Records for the task section start

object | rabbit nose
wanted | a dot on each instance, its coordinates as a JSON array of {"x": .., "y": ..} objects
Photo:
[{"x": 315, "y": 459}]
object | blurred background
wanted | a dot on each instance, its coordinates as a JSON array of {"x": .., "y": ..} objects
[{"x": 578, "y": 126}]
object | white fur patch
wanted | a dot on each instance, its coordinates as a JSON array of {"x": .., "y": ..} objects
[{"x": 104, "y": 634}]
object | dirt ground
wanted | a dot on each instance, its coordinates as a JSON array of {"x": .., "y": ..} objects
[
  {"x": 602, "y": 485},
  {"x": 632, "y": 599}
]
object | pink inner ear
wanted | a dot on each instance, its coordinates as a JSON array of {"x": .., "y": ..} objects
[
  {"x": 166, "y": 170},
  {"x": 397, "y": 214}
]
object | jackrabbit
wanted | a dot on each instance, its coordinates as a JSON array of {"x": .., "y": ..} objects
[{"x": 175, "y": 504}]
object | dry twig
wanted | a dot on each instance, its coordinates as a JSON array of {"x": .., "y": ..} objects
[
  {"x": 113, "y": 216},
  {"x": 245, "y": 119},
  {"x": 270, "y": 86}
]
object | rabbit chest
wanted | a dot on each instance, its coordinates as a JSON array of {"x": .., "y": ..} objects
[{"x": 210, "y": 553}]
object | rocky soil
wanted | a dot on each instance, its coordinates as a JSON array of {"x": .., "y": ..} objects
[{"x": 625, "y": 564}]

Records for the task section end

-- Your assignment --
Your reply must be a faithful copy of each entry above.

-- Written response --
object | rabbit nose
wanted | a dot on each instance, its coordinates as a JSON array of {"x": .., "y": ..} objects
Photo:
[{"x": 315, "y": 459}]
object | blurred background
wanted | a dot on each instance, its coordinates as a JSON array of {"x": .., "y": ..} objects
[{"x": 578, "y": 126}]
object | white fur patch
wanted | a dot on each instance, its coordinates as a JSON array of {"x": .., "y": ..} objects
[{"x": 104, "y": 634}]
object | dirt ground
wanted | a dot on each instance, its coordinates as a JSON array of {"x": .., "y": ..} objects
[
  {"x": 602, "y": 485},
  {"x": 632, "y": 599}
]
object | pink inner ear
wanted | a dot on each instance, its coordinates as a JSON array of {"x": .., "y": ..} objects
[
  {"x": 166, "y": 170},
  {"x": 397, "y": 214}
]
object | jackrabbit
wanted | a dot on each instance, its coordinates as a JSON array of {"x": .., "y": ..} objects
[{"x": 175, "y": 504}]
object | dry twig
wanted | a dot on each instance, its coordinates as a JSON array of {"x": .., "y": ..} objects
[
  {"x": 113, "y": 216},
  {"x": 245, "y": 119},
  {"x": 270, "y": 86}
]
object | rabbit chest
wanted | a dot on each instance, its coordinates as a JSON array of {"x": .., "y": ..} objects
[{"x": 210, "y": 553}]
object | rocky soil
wanted | a dot on each instance, its coordinates as a JSON array of {"x": .., "y": ..} objects
[{"x": 625, "y": 564}]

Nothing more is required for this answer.